### Task instructions
[1] In the misconduct overview, what four kinds of academic misconduct does MDC identify?
[2] Write out the stretch of the misconduct overview from "Miami-Dade College divides" through "the school's community.", swapping "rules" for "regulations".

Two Kinds of Misconduct

Miami-Dade College divides misconduct into two distinct categories. Each of these has its own rules, its own set of disciplinary procedures for handling alleged infractions, and its own set of sanctions for anyone proven to have committed an infraction.

The first of these two categories is academic misconduct. Broadly speaking, academic misconduct has to do with coursework and all the other activities involved in getting an education.

In addition, MDC has a strict “disciplinary misconduct” policy. These rules govern basic conduct between members of the school's community.

Finally, as part of their disciplinary misconduct policies, MDC singles out “sexual misconduct” for special consideration. These violations are usually subject to federal law and so are dealt with using federal guidelines.

Academic Misconduct

As you might expect, Miami-Dade College, like any other American school, zealously protects its academic reputation. Employers don't hire students from schools that are known for dishonesty and cheating. Students don't apply to schools where graduates can't get hired. Schools without students don't last very long.

Any school that wants to survive, then, must maintain strict rules and assign serious punishments to those who break those rules. In fact, the first entry in MDC's Student Code of Conduct has to do with “Academic Dishonesty.” Here's what that entry has to say.

Rules

MDC identifies four specific kinds of academic misconduct: cheating, unauthorized collaboration, plagiarism, and submitting the same work in multiple courses.

  • Cheating: The use of unauthorized resources in completing your coursework. “Unauthorized resources” is a broad phrase and can include anything from looking at another student's paper during an exam to asking another student to take the exam for you. Using your book during a closed-book exam qualifies, as does smuggling crib sheets into class or texting your roommate to get answers. In simple terms, if you get your answers from some resource other than your own brain, and you don't have permission to use that resource, you're cheating.

### Data
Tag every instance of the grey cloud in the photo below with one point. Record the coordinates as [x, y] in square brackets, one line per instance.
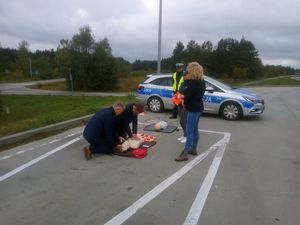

### Responses to the tasks
[1] Cheating, unauthorized collaboration, plagiarism, and submitting the same work in multiple courses.

[2]
Miami-Dade College divides misconduct into two distinct categories. Each of these has its own regulations, its own set of disciplinary procedures for handling alleged infractions, and its own set of sanctions for anyone proven to have committed an infraction.

The first of these two categories is academic misconduct. Broadly speaking, academic misconduct has to do with coursework and all the other activities involved in getting an education.

In addition, MDC has a strict “disciplinary misconduct” policy. These regulations govern basic conduct between members of the school's community.